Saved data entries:

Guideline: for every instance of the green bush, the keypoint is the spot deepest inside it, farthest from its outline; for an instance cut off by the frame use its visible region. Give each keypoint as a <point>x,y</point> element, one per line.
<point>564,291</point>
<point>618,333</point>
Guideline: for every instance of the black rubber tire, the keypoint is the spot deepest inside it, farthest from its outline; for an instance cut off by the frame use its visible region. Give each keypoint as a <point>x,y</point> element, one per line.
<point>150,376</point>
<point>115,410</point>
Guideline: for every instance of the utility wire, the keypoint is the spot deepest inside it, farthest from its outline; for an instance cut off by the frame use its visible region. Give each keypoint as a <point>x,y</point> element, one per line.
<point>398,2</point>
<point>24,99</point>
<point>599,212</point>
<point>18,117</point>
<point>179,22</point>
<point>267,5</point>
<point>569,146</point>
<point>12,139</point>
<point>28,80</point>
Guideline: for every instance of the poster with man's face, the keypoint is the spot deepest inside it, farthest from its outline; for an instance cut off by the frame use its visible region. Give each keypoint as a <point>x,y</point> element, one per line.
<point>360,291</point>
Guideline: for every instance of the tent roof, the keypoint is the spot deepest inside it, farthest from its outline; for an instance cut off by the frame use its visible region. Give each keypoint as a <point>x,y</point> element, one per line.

Task description: Whatever the entries above contain, reproduce all of them exactly.

Expected output:
Guideline: for every instance of the green bush, the keypoint is the spot deepest inside it, farthest from its outline; for an instance cut off by the frame use its visible region. Give each keypoint as a <point>x,y</point> element, one per line.
<point>564,291</point>
<point>618,333</point>
Guideline: for every instance of the black rubber tire, the keypoint is the spot deepest inside it, farthest from its outline; for an instance cut off by the frame use its visible region. Give each keypoint as a <point>x,y</point> element, one per line.
<point>150,376</point>
<point>115,410</point>
Guideline: for every instance of the utility wire, the keypoint is the spot deepest inside it, farthest from its outline; for an instance cut off by the frame use its visible region. Give each keypoint as a <point>x,y</point> element, one per line.
<point>398,2</point>
<point>24,99</point>
<point>599,212</point>
<point>18,117</point>
<point>179,22</point>
<point>267,5</point>
<point>569,146</point>
<point>12,139</point>
<point>28,80</point>
Guideline: for every instance of the poster with man's face, the keypoint is the spot deepest inside it, farthest from its outline; for an instance cut off by the frame use its visible region. Give each keypoint as a <point>x,y</point> element, one per line.
<point>360,291</point>
Guideline: for every instance of the tent roof, the keypoint is the spot deepest inside it, farthest from its outline; for an instance cut off by the frame use its visible region. Give each keypoint as a <point>x,y</point> element, one per line.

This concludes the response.